Actions to take:
A. In the account of M'Clintock's Arctic sledge journeys, what did each of the four Boothian Eskimos get for building the snow hut?
B. From the account of M'Clintock's Arctic sledge journeys, output the part that opens with the words containing "This record, which" and closes with "James Ross's pillar.".

Begin Page

On the 1st of March he reached by sledge the Magnetic Pole and fell in with four of the Boothian Eskimos, who, at the cost of a needle each, built him a snow hut in an hour, in which they all spent the night. "Perhaps," says M'Clintock, "the records of architecture do not furnish another instance of a dwelling-house so cheaply constructed!" Halting at Cape Victoria the Eskimos came up from their village close by with a number of small relics of the lost expedition. Returning to the Fox after a journey of four hundred and twenty statute miles in which the survey of the west coast of Boothia was completed, everything was made ready for three long sledge journeys of two sledges each, the captain taking that for Montreal Island, and giving Hobson the best chance of promotion by sending him round the west coast of King William Land, while Young took the Prince of Wales Land route.
On the east coast of King William Land M'Clintock met with more Eskimos, from whom he obtained relics and obtained information. Pushing on, he reached Montreal Island on the 15th of May, where the only traces of a boat were some scraps of copper and an iron-hoop bolt. A crossing to the mainland on the 18th of May revealed no more; and next day the return journey began. Six days afterwards, walking along a gravel ridge near the beach on the way to Cape Herschel, M'Clintock found the first skeleton, partly exposed, with a few fragments of clothing appearing through the snow, evidently one of the men who, as the old Eskimo woman said, fell down and died as they walked along. Visiting Simpson's cairn at Cape Herschel and meeting with nothing, he went on for about twelve miles, where he caught sight of a small cairn built by Hobson's party at their furthest south, reached six days before, containing a note with the great news that at Point Victory they had found what is now known as the Franklin record.
This record, which has frequently been printed—in a smaller size than the original—was one of the navy bottle-papers with the request in six languages that it should be forwarded to the Admiralty. A pale blue paper, twelve and a half inches by eight, it was filled up in the ordinary way, and then added to round the four margins in the handwriting of Lieutenant Gore, Captain FitzJames, and Captain Crozier, and signed by these and C. F. Des Vœux. It had been first deposited four miles away, so it said, "by the late Commander Gore," in 1847, and next year found by Lieutenant Irving, added to, and removed to the new cairn on the site of Sir James Ross's pillar.

End Page
Begin Data provided

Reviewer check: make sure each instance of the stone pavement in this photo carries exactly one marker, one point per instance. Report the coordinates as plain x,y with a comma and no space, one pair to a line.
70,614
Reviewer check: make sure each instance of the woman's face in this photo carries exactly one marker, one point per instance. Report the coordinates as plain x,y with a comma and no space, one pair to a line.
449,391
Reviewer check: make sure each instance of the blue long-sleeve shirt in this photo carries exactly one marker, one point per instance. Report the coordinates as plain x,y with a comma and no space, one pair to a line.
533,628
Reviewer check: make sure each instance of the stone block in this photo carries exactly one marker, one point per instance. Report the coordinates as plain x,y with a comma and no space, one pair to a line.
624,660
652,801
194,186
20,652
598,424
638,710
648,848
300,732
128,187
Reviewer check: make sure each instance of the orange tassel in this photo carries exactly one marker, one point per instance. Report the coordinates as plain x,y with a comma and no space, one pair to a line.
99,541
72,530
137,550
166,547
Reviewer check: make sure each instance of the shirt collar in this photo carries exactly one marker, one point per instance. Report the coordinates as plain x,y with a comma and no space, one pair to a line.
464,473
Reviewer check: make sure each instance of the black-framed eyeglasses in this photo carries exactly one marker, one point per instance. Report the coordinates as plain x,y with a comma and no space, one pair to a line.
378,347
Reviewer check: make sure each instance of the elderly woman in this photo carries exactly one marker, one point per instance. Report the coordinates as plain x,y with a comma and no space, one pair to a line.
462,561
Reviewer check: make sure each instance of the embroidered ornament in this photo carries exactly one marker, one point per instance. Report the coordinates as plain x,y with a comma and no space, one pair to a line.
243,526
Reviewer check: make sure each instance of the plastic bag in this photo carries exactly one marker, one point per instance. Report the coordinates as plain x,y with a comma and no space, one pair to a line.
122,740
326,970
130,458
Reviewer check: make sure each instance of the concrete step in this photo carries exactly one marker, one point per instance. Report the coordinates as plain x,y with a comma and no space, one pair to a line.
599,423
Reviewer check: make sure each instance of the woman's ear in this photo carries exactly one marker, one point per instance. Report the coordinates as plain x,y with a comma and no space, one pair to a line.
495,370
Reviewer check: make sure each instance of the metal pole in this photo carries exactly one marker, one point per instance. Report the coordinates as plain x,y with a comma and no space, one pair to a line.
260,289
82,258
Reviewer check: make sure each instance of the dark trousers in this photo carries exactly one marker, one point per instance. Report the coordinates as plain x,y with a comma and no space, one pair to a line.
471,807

End Data provided

Responses:
A. A needle each.

B.
This record, which has frequently been printed—in a smaller size than the original—was one of the navy bottle-papers with the request in six languages that it should be forwarded to the Admiralty. A pale blue paper, twelve and a half inches by eight, it was filled up in the ordinary way, and then added to round the four margins in the handwriting of Lieutenant Gore, Captain FitzJames, and Captain Crozier, and signed by these and C. F. Des Vœux. It had been first deposited four miles away, so it said, "by the late Commander Gore," in 1847, and next year found by Lieutenant Irving, added to, and removed to the new cairn on the site of Sir James Ross's pillar.